Testo fornito:
<<<<
In particolare, l’art. 3, comma 1, secondo cui “nessuno può essere assoggettato a sanzioni se non in forza di una legge entrata in vigore prima della commissione della violazione” richiama il secondo comma dell’art. 25 Cost., che stabilisce che “nessuno può essere punito se non in forza di una legge che sia entrata in vigore prima del fatto commesso”.

Il regime delle sanzioni tributarie, al pari della normativa regolatrice delle sanzioni amministrative, è retto dal principio di legalità, secondo il quale nessun soggetto (contribuente) può essere soggetto ad una sanzione tributaria per un fatto e/o, comportamento sia esso sostanziale o formale, il cui compimento non sia considerato punibile dalla legge vigente.

Tale previsione rappresenta la massima manifestazione dell'efficacia temporale delle norme le quali possono esplicare effetti esclusivamente per il futuro, ovvero successivamente alla loro entrata in vigore ed è strettamente legata a quanto già previsto in ambito penale dall' articolo 2 c.p.
>>>>
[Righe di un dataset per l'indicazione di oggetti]
<<<<
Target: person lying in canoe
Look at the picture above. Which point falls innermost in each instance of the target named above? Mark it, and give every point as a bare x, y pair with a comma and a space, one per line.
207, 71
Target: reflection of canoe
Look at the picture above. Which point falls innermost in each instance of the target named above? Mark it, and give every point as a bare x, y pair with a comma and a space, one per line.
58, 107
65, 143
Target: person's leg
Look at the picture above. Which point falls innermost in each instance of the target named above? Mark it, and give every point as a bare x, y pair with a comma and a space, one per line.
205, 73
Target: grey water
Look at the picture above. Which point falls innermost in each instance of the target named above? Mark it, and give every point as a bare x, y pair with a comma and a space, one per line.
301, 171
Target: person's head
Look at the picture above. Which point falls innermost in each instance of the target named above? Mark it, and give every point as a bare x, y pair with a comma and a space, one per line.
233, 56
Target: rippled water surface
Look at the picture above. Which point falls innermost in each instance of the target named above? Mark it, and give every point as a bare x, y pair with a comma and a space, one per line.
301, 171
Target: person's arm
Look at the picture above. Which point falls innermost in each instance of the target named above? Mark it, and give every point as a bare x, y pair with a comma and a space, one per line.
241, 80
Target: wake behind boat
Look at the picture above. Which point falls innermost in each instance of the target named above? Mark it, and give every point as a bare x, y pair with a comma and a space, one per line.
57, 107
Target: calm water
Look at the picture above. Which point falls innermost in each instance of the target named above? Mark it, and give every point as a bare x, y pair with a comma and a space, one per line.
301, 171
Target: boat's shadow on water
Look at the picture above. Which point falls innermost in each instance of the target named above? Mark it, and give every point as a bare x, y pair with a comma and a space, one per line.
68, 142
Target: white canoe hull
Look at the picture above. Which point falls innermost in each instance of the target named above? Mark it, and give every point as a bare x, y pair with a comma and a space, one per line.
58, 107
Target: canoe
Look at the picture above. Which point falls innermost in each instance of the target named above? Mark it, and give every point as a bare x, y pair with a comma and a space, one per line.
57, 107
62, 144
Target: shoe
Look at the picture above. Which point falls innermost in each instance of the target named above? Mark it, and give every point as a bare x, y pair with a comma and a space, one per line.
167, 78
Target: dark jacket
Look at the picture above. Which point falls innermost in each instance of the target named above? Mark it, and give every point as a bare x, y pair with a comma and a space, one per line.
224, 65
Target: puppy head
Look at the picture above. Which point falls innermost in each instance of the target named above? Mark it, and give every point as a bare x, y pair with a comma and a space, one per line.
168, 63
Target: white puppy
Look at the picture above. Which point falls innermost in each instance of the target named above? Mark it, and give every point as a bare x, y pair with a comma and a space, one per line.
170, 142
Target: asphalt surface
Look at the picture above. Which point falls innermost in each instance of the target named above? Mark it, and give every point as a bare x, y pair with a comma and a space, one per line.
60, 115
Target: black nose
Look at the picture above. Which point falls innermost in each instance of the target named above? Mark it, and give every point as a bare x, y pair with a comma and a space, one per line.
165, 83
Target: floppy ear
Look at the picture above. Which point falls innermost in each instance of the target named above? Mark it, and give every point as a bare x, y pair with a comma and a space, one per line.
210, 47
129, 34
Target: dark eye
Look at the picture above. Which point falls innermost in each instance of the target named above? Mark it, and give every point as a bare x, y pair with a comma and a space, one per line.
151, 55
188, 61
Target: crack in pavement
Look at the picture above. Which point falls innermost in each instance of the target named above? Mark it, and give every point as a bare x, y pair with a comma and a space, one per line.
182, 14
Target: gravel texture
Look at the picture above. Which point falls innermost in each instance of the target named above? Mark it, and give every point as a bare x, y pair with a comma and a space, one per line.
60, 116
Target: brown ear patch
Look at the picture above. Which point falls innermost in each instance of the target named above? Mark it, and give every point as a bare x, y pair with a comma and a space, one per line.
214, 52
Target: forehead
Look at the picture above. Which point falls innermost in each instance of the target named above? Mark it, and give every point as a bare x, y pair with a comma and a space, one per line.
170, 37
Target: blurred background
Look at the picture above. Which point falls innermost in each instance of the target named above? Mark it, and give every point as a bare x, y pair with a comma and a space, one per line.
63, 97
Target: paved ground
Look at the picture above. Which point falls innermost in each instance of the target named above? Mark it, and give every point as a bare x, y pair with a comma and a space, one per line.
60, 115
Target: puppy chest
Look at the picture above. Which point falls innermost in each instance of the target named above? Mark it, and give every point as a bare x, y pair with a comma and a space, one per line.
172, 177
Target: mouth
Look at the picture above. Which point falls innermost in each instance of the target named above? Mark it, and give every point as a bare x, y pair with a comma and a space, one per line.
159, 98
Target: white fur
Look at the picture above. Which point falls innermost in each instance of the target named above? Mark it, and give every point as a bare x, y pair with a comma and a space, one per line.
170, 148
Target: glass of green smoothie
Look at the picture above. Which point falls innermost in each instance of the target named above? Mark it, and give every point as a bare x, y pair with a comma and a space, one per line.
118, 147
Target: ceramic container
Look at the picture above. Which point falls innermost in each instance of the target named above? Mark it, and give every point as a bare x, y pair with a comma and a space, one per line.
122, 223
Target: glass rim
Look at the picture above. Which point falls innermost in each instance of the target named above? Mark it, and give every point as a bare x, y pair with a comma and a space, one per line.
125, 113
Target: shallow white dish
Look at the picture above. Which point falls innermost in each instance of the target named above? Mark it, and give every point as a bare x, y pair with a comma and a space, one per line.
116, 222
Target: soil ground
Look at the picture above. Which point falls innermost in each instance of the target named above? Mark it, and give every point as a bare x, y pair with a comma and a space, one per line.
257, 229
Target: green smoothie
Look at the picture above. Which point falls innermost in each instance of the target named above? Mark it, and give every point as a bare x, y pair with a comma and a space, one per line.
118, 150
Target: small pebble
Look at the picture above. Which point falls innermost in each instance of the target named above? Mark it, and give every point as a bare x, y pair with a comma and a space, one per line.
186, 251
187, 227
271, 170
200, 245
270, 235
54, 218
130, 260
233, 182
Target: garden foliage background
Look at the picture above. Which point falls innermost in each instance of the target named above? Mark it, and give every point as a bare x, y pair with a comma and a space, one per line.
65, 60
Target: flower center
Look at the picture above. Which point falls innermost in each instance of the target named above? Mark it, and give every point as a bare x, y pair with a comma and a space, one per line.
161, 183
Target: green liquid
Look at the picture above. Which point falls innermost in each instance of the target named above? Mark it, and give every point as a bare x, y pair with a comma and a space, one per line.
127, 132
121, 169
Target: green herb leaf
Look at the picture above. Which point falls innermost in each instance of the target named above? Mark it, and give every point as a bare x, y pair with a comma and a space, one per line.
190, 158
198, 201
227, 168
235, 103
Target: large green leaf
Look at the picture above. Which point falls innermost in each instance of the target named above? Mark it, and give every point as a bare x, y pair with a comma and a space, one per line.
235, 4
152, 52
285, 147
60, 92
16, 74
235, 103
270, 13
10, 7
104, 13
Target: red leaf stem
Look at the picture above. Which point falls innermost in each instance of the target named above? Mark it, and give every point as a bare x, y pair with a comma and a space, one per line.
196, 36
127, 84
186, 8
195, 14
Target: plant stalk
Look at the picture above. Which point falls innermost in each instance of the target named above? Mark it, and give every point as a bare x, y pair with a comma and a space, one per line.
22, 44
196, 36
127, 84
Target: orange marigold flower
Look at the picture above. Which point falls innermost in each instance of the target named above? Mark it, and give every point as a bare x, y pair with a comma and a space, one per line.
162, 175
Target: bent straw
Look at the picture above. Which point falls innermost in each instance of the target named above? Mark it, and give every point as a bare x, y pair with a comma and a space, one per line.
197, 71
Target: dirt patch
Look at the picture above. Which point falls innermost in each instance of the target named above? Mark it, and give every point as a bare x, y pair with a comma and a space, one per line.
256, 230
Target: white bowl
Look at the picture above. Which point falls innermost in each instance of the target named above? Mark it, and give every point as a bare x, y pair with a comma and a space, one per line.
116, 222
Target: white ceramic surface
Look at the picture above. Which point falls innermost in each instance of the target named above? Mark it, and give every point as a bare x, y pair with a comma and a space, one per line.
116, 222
>>>>
Consegna 1:
Nel testo sulle sanzioni tributarie, da quale principio è retto il regime di tali sanzioni?
Consegna 2:
Converti in una tabella Markdown con le colonne "N." e "Riga" la parte delle voci che va dalla riga contenente "Target: dirt patch" fino alla fine delle voci, estremi inclusi. Numera le righe e ometti quelle vuote.

Risposta scritta 1:
Dal principio di legalità.

Risposta scritta 2:
| N. | Riga |
|---|---|
| 1 | Target: dirt patch |
| 2 | Look at the picture above. Which point falls innermost in each instance of the target named above? Mark it, and give every point as a bare x, y pair with a comma and a space, one per line. |
| 3 | 256, 230 |
| 4 | Target: white bowl |
| 5 | Look at the picture above. Which point falls innermost in each instance of the target named above? Mark it, and give every point as a bare x, y pair with a comma and a space, one per line. |
| 6 | 116, 222 |
| 7 | Target: white ceramic surface |
| 8 | Look at the picture above. Which point falls innermost in each instance of the target named above? Mark it, and give every point as a bare x, y pair with a comma and a space, one per line. |
| 9 | 116, 222 |